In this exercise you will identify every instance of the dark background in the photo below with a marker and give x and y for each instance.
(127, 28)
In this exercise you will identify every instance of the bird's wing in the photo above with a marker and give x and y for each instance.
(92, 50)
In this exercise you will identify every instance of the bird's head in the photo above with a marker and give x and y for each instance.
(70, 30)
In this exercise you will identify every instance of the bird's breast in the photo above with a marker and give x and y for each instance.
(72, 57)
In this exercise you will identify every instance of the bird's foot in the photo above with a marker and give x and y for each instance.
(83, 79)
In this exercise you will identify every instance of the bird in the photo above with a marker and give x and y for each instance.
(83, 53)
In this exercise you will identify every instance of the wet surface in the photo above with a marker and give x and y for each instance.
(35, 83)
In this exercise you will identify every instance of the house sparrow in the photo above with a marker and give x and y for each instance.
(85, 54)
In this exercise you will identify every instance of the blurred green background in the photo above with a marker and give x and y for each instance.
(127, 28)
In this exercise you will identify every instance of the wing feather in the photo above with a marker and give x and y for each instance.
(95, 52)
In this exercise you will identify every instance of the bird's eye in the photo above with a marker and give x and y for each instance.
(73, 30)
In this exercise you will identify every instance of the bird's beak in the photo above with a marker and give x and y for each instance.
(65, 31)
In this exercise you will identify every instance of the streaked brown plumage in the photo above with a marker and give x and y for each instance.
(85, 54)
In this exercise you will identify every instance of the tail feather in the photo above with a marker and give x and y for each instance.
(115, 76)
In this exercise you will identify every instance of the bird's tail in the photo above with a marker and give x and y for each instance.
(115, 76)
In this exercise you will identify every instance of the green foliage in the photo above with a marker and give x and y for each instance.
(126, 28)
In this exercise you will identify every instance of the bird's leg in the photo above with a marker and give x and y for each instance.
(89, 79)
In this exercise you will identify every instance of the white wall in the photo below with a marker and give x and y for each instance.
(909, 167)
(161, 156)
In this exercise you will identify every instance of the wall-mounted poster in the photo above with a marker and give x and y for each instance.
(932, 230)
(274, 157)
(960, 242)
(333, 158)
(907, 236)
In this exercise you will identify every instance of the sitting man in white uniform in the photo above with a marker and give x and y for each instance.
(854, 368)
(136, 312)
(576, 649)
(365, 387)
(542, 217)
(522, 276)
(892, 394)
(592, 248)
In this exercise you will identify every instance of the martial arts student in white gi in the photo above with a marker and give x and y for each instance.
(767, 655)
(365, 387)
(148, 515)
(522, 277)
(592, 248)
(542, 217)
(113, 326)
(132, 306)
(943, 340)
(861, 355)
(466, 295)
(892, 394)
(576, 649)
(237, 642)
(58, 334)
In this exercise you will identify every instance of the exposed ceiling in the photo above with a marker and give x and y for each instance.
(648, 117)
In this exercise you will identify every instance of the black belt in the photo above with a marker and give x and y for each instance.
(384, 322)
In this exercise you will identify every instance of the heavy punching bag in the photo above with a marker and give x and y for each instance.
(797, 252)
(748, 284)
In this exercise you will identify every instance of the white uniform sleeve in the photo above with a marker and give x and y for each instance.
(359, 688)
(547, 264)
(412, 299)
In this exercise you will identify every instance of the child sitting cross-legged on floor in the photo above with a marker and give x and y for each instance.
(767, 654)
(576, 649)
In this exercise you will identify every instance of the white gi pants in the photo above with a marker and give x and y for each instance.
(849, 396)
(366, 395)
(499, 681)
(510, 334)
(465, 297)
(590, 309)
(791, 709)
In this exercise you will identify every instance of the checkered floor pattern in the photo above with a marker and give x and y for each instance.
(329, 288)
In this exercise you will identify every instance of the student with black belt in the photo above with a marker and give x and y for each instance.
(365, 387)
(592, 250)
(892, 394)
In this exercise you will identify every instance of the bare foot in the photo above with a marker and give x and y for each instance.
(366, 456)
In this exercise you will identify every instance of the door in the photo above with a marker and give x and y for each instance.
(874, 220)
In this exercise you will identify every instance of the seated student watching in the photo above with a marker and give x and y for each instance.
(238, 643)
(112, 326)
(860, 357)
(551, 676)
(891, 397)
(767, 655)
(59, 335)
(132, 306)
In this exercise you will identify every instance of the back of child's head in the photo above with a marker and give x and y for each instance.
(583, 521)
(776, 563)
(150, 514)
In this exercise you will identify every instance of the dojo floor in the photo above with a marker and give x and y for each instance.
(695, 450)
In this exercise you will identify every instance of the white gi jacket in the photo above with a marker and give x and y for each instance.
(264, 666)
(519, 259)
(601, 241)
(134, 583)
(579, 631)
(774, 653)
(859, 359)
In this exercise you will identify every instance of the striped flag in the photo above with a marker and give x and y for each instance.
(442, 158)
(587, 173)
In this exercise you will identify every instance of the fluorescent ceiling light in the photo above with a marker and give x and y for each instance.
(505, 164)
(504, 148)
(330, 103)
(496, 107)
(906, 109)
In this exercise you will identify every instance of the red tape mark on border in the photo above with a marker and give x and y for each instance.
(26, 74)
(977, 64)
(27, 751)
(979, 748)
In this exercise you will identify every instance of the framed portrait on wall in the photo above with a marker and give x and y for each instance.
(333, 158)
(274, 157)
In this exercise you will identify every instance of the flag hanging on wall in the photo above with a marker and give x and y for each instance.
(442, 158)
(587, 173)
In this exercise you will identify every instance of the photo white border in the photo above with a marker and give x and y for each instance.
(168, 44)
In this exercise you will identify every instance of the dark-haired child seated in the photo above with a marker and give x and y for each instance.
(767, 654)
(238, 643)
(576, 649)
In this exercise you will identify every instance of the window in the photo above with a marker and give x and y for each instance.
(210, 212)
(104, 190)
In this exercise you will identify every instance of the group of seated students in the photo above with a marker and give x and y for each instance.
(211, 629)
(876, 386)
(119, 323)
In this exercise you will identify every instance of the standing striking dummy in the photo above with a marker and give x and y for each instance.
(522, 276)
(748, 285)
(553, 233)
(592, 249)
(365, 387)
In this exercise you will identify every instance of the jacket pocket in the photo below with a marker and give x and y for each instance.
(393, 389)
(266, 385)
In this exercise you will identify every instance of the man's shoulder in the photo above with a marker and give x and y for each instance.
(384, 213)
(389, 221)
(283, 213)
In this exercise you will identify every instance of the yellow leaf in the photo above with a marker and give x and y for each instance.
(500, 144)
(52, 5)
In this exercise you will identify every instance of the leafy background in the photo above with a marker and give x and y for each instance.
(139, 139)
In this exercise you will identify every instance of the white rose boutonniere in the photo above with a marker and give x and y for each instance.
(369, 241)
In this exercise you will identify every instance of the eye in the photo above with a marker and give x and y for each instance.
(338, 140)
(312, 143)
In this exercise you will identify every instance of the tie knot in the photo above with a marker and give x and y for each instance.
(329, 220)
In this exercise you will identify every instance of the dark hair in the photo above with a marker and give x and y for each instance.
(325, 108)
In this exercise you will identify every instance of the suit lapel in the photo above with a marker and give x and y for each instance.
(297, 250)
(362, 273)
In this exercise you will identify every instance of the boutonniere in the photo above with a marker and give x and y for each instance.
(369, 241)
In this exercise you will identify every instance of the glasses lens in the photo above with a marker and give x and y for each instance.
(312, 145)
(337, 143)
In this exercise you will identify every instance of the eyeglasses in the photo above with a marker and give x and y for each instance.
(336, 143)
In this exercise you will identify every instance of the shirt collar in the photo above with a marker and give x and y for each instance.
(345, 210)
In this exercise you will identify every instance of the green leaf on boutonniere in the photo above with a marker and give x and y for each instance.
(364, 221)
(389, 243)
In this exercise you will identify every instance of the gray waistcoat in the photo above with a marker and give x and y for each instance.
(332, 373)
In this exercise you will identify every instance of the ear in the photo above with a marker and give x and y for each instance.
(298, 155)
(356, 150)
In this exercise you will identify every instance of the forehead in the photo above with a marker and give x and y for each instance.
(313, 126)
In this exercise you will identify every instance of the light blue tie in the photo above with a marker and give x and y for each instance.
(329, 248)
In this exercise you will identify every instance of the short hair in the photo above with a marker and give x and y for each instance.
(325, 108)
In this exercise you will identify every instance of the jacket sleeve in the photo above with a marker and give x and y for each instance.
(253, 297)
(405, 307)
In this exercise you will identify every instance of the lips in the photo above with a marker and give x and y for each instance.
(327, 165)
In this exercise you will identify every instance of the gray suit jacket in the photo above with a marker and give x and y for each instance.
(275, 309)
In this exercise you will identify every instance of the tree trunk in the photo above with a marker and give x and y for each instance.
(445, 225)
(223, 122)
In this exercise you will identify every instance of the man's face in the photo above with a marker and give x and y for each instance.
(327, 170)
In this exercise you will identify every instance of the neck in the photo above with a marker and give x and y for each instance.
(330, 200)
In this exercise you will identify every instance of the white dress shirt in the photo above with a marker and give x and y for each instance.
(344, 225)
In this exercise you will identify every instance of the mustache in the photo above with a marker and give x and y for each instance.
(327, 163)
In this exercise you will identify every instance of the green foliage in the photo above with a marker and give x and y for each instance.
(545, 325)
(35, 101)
- - - - - - -
**Required work:**
Repeat exactly, and only, the lines from the one containing "the gray suit" through the end of the material.

**Answer to this exercise:**
In this exercise you will identify every instance of the gray suit jacket in the photo above with a marker and give x and y for each instance.
(275, 309)
In this exercise you will identify every instance of the tree trunk in the photo above with a marker and give x and y for each instance.
(445, 225)
(223, 122)
In this exercise you will identify every instance of the man's face in the photo above with a marker and give x and y for each instance.
(327, 170)
In this exercise you will identify every instance of the neck in the photo above with a marker and give x and y for each instance.
(330, 200)
In this exercise you will identify every instance of the white dress shirt in the photo above with a marker and give x and y for each instance.
(344, 225)
In this exercise you will identify every instance of the mustache in the photo above with a marker and give x and y for each instance.
(327, 163)
In this exercise you will identify every instance of the green foliage in the photo above with a marker and give x and y for each instance.
(545, 325)
(35, 101)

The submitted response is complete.